**EXCERPT PROVIDED:**
━━━━━━━━━━━━━━━━━━━━
A clean, direct signal is the most common " signal of choice
" in the recording world. The rationale is that any desired
effect can always be added later with processing. Even the most
primitive, one-man jingle shop has a tiny closet, its interior covered
with sound absorptive foam or fiberglass. Inside the "box"
is a basic vocal booth, a mic, windscreen and eventually, the talent.
An acoustic system has been developed to saturate the sound fusion
(Haas effect) time period with a group of statistically diffuse
coherent reflections. Three years ago, the design strategy, mechanical
configurations and the acoustic signatures for this technique was
introduced at the AES as a digital sampling booth. This acoustic
conduction has since been coined QSF, which stands for "Quick
Sound Field". Here is presented a follow up report covering
some of the applications for this acoustic technique which have
developed since its introduction.
An anechoic recording space may seem simple in concept but it is
difficult in practice. Early reflections usually do exist - off
of the script stand, paper, window, light fixtures, the floor and
other patches of sound reflecting surface. A real-world vocal booth
has any number of discrete reflections and resonance problems that
add to and color the direct signal. A highly absorptive space that
is somewhat acoustically dirty is most difficult for the engineer
to mic and for talent to work in.
Mic placement is very sensitive to the coloration effects of discrete
early reflections and resonance. The sound of the talent is colored
by the effects of the mic position. Often, setting up means no more
than choosing the best coloration effects. Since consistent sound
of an audio track is very important to the engineer, dubs take an
inordinate amount of time as the engineer fishes for mic and talent
positions in the room, trying to recapture the coloration of the
prior day's work.
A dead vocal booth provides little to no acoustic feedback for
the talent. Talent suffers sensory deprivation while in the box.
A monitor system is essential for talent to be able to adjust intonation
in real time. Electronics and earphones are resorted to in the absence
of a natural acoustic return. This then further contributes to isolation
of the talent in that the direct sound path of their voice is also
cut off. By the time traditional recording techniques have been
applied, the only natural acoustic feedback left for talent is conduction
through the jawbone.
━━━━━━━━━━━━━━━━━━━━
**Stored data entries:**
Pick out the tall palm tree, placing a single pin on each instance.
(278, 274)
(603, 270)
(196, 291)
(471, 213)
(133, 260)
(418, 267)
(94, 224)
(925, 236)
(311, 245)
━━━━━━━━━━━━━━━━━━━━
**THE TASKS:**
• 1. Do these statements agree with the vocal booth excerpt? (a) The technique was first presented at the AES as a digital sampling booth. (b) Real-world anechoic recording spaces are usually free of early reflections. (c) A dead vocal booth gives the talent plenty of acoustic feedback. Answer yes or no for each, and quote the words of the excerpt that decide it.
• 2. What comes next in the vocal booth excerpt? Continue it from its final sentence.

**ANSWERS FOR THIS EXERCISE:**
• 1.
(a) Yes: "Three years ago, the design strategy, mechanical configurations and the acoustic signatures for this technique was introduced at the AES as a digital sampling booth."
(b) No: "Early reflections usually do exist"
(c) No: "A dead vocal booth provides little to no acoustic feedback for the talent."

• 2.
Sensory deprivation and coloration effects found in a typical vocal
booth limit its effectiveness. Time is a shortage commodity in the
studio. Wasted time in any business, especially the recording studio
is to be avoided. The typical vocal booth wastes studio time. Setting
up a mic is a delicate time consuming balancing act - talent and
mic position vs. room color. Retakes due to a lack of real time
acoustic monitoring for the talent takes up additional studio time.
A dub is very difficult to set up in order to recapture the original
sound. And then, there is the post processing time spent in the
effects rack trying to convert the track into a lifelike, naturally
bright and open sound.
It is to be expected that the traditional vocal booth will eventually
be redefined, steps taken to bolster its positive features and reduce
the negative effects. One form of this is accomplished by putting
to work the Haas effect in which early reflections are corrolated
with the direct signal. By arranging for a diffuse group of coherent
early reflections, the room coloration effects that appear when
there are too few reflections are averaged out. Any low level discrete
reflections that might remain are overwhelmed by the diffuse reflections.
The diffusion must also be rapidly attenuated in order to not stretch
into the echo effect time period, outside of 50 ms. Therefore, in
addition to a strong diffusing function, this new class vocal booth
must retain a very fast decay rate.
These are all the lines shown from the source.